--- begin Information provided ---
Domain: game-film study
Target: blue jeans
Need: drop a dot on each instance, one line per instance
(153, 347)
--- end Information provided ---
--- begin Information provided ---
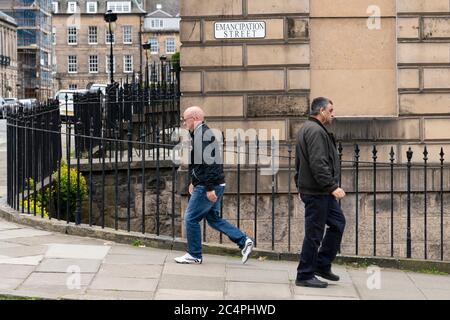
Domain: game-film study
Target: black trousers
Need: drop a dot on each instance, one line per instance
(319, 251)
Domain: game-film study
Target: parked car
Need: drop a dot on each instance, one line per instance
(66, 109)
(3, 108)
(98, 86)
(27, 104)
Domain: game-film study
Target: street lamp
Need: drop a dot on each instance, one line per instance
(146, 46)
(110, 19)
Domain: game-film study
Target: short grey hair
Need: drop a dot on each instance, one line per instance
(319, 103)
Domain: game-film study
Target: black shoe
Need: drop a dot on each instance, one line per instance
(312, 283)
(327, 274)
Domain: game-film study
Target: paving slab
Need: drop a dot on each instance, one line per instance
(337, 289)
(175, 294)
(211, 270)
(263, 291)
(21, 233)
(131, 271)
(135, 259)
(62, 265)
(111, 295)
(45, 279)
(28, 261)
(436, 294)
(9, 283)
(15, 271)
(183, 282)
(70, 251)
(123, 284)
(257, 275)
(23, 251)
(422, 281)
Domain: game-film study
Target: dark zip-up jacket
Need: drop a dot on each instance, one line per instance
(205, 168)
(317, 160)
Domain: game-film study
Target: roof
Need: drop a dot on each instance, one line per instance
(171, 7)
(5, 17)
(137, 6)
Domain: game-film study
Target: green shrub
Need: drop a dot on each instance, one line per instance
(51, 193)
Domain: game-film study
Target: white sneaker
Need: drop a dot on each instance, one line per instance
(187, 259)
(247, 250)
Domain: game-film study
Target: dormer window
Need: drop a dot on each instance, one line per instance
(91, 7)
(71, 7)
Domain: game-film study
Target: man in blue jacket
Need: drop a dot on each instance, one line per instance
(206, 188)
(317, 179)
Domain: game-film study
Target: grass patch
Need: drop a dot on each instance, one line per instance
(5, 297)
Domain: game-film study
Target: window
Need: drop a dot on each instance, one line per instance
--- end Information provided ---
--- begin Information provided ---
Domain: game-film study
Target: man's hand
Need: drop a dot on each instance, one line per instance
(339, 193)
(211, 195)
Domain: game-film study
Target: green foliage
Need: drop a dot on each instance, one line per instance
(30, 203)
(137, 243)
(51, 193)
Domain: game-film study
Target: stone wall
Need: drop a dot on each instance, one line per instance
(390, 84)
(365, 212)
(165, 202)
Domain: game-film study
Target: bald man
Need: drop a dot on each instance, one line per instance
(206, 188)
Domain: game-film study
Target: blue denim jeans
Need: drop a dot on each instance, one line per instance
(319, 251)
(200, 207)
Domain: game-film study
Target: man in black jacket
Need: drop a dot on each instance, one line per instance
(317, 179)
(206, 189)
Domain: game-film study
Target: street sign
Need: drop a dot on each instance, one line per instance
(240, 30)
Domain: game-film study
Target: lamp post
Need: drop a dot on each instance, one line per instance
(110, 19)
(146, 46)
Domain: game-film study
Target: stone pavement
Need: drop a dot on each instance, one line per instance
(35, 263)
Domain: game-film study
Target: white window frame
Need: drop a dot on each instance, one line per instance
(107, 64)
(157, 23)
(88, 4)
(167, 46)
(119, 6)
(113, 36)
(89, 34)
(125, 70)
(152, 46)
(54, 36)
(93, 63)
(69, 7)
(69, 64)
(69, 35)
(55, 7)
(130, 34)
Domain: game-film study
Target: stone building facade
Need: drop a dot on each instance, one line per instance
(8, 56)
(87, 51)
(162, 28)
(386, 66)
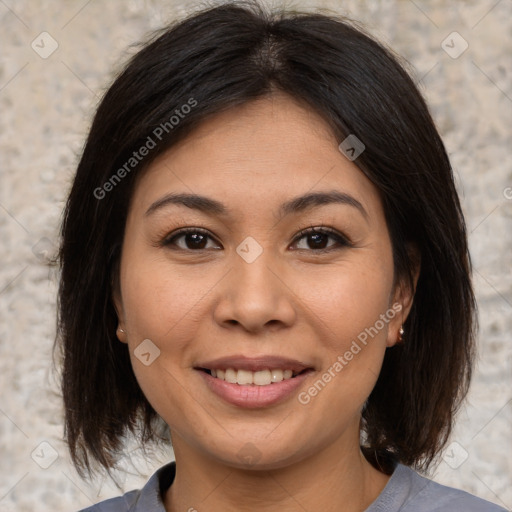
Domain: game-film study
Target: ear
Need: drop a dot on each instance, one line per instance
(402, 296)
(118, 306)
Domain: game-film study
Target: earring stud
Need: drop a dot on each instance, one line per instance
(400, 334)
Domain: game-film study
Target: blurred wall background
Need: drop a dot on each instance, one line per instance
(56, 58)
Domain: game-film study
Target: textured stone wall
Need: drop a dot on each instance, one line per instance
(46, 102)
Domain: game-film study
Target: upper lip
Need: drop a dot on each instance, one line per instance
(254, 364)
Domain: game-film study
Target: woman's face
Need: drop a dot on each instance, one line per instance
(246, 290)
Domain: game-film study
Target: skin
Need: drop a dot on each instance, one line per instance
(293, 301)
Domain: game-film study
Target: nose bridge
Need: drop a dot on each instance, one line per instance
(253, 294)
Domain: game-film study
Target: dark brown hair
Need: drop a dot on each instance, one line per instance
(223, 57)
--- end Information provided ---
Set exercise: Gather every line of the records above that contains the string "black", and copy each one out in full.

Output for this exercise:
Target: black trousers
Target: black shoe
Target: man in black jacket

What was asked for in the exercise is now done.